___ Dokumenttext ___
JERUSALEM, 06.01.2020 (TM) – Shalom Piniya (44) ist Rechtsanwalt in der Wüstenstadt Beersheva. Er ist an Covid-19 erkrankt und wird auf der Corona-Station des Soroka-Hospitals behandelt. Er berichtete im israelischen Fernsehen, dass er fast sechs Stunden neben einer Leiche lag. Das überlastete Personal habe nicht bemerkt, dass der Patient im Nachbarbett gestorben war. Piniya hielt zudem fest, wie ein älterer Mann im Patientenzimmer stürzte, sich selbst mit Urin einnässte und mehrfach um Hilfe rief. Lange Zeit sei niemand gekommen, um sich um ihn zu kümmern.
___ Angezeigte Informationen ___
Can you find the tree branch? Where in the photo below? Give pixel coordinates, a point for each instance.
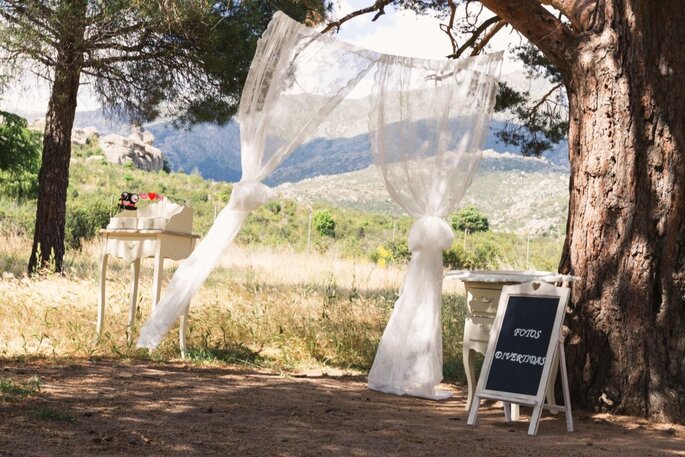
(474, 36)
(488, 36)
(542, 29)
(378, 6)
(581, 13)
(447, 28)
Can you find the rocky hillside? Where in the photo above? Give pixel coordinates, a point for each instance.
(523, 195)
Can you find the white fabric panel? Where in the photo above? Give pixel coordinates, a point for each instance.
(427, 128)
(297, 78)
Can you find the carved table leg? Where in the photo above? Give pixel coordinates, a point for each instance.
(135, 273)
(182, 331)
(101, 297)
(157, 275)
(470, 369)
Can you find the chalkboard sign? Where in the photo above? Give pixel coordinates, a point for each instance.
(525, 342)
(521, 351)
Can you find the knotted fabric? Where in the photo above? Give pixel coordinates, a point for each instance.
(426, 129)
(296, 79)
(250, 195)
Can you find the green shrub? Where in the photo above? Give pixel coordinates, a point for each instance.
(17, 218)
(324, 223)
(85, 216)
(391, 252)
(470, 219)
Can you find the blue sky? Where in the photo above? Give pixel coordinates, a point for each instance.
(396, 32)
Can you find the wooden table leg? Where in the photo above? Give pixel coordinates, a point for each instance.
(135, 273)
(182, 331)
(470, 369)
(157, 274)
(101, 297)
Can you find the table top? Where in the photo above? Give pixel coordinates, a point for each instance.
(508, 276)
(132, 232)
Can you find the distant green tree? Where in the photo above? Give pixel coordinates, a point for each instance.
(19, 157)
(470, 219)
(189, 58)
(324, 223)
(19, 146)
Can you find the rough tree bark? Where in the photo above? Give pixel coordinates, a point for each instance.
(53, 178)
(627, 204)
(623, 68)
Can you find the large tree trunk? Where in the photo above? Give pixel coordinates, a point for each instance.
(48, 238)
(626, 235)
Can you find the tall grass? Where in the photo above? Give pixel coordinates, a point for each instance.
(273, 308)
___
**Aufgabe**: Gib aus dem Bericht über den Covid-Patienten in Beersheva den Abschnitt wortgetreu zurück, der mit „JERUSALEM, 06.01.2020 (TM)“ beginnt und bis einschließlich „ihn zu kümmern.“ reicht. Das Material stammt aus einer anderen Quelle.

**Antwort**:
JERUSALEM, 06.01.2020 (TM) – Shalom Piniya (44) ist Rechtsanwalt in der Wüstenstadt Beersheva. Er ist an Covid-19 erkrankt und wird auf der Corona-Station des Soroka-Hospitals behandelt. Er berichtete im israelischen Fernsehen, dass er fast sechs Stunden neben einer Leiche lag. Das überlastete Personal habe nicht bemerkt, dass der Patient im Nachbarbett gestorben war. Piniya hielt zudem fest, wie ein älterer Mann im Patientenzimmer stürzte, sich selbst mit Urin einnässte und mehrfach um Hilfe rief. Lange Zeit sei niemand gekommen, um sich um ihn zu kümmern.